## Source document
::::::::

To understand Brzozowski derivatives, we need to think of regular expressions as an algebra. The algebra in question is an idempotent semi-ring, with $0$ meaning the empty set, $1$ meaning the empty string, $+$ meaning set union and $\cdot$ meaning the concatenation product:

$$(A + B) + C = A + (B + C)$$ $$A + B = B + A$$ $$0 + A = A + 0 = A$$ $$0 \cdot A = A \cdot 0 = 0$$ $$1 \cdot A = A \cdot 1 = A$$ $$A \cdot (B + C) = (A \cdot B) + (A \cdot C)$$ $$(A + B) \cdot C = (A \cdot C) + (B \cdot C)$$ $$A + A = A$$

That last axiom is that addition is idempotent. And note that I'm going to drop the explicit $\cdot$ when it's clear or if I forget to add it.

To this, we add the Kleene closure operator $A^*$, which I won't axiomatise here; see the Wikipedia page on Kleene algebra for details.

We also have terminal symbols drawn from an alphabet $\Sigma$. This is going to sound weird, but we're going to interpret these terminal symbols as variables. So, for example, we can define the "evaluation at zero" operator $A(0)$ as the regular expression $A$ with all of the terminal symbols replaced with $0$.

$$(ab^* (1 + c) + c^* a)(0) = 0\cdot 0^* (1 + 0) + 0^*\cdot 0 = 0$$

For any regular expression $A$, $A(0)$ simplifies to either $0$ or $1$.

::::::::

## Entries shown
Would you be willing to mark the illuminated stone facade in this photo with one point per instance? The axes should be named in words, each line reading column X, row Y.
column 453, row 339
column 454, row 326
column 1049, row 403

::::::::

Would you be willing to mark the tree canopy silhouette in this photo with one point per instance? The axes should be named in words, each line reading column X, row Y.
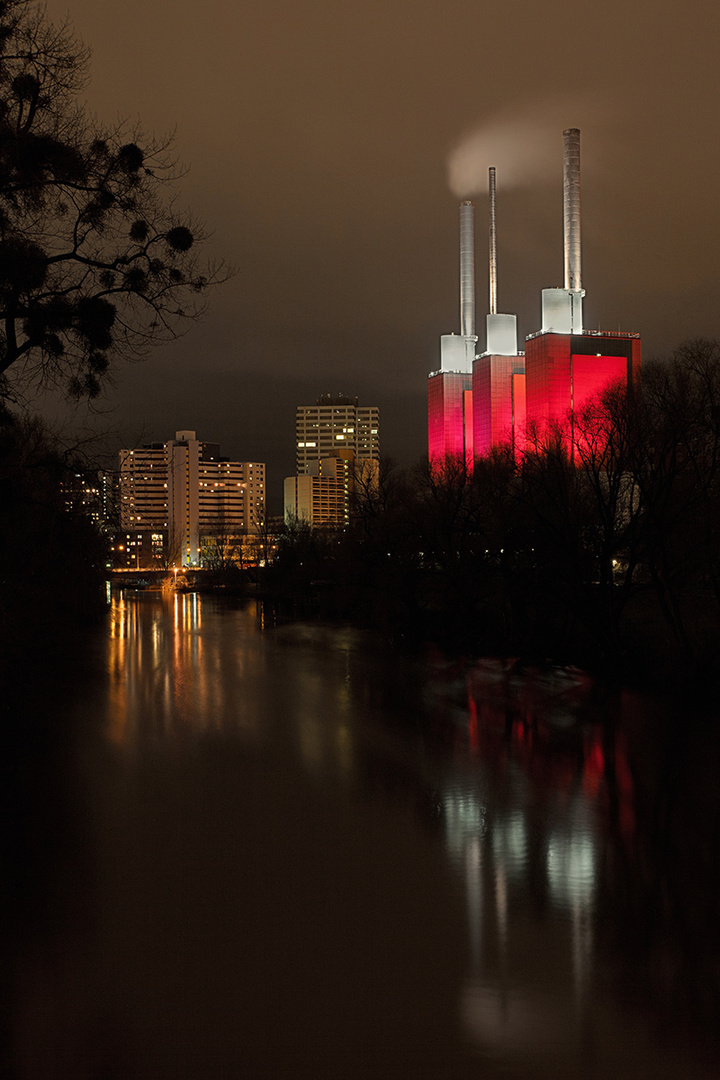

::::::::

## To be done
[1] Print the passage on Brzozowski derivatives from "We also have" up to and including "replaced with $0$.".
[2] Answer these about the passage on Brzozowski derivatives:
(a) In the semi-ring, what does $+$ mean?
(b) In the "evaluation at zero" operator, what are the terminal symbols replaced with?
(c) For any regular expression $A$, what does $A(0)$ simplify to?
[3] Pick up the passage on Brzozowski derivatives after its final sentence and keep writing.

## Results of the exercise
[1]
We also have terminal symbols drawn from an alphabet $\Sigma$. This is going to sound weird, but we're going to interpret these terminal symbols as variables. So, for example, we can define the "evaluation at zero" operator $A(0)$ as the regular expression $A$ with all of the terminal symbols replaced with $0$.

[2]
(a) Set union.
(b) $0$.
(c) Either $0$ or $1$.

[3]
And now, we can define a derivative operator:

$$\begin{eqnarray*} \frac{\partial}{\partial x} 0 & = & 0 \\ \frac{\partial}{\partial x} 1 & = & 0 \\ \frac{\partial}{\partial x} x & = & 1 \\ \frac{\partial}{\partial x} y & = & 0, \hbox{if } x \ne y \\ \frac{\partial}{\partial x} (A + B) & = & \frac{\partial}{\partial x} A + \frac{\partial}{\partial x} B \\ \frac{\partial}{\partial x} (A \cdot B) & = & A(0) \cdot \frac{\partial}{\partial x} B + \frac{\partial}{\partial x} A \cdot B \\ \frac{\partial}{\partial x} A^* & = & \frac{\partial}{\partial x} A \cdot A^*\end{eqnarray*}$$

Apart from one tweak to the product rule to deal with the fact that concatenation is not commutative, this looks exactly like a partial derivative operator. Note that the Kleene closure operator acts like exponentiation, where $e^0 = 1$ and $\frac{\partial e^{A}}{\partial x} = \frac{\partial A}{\partial x} e^A$.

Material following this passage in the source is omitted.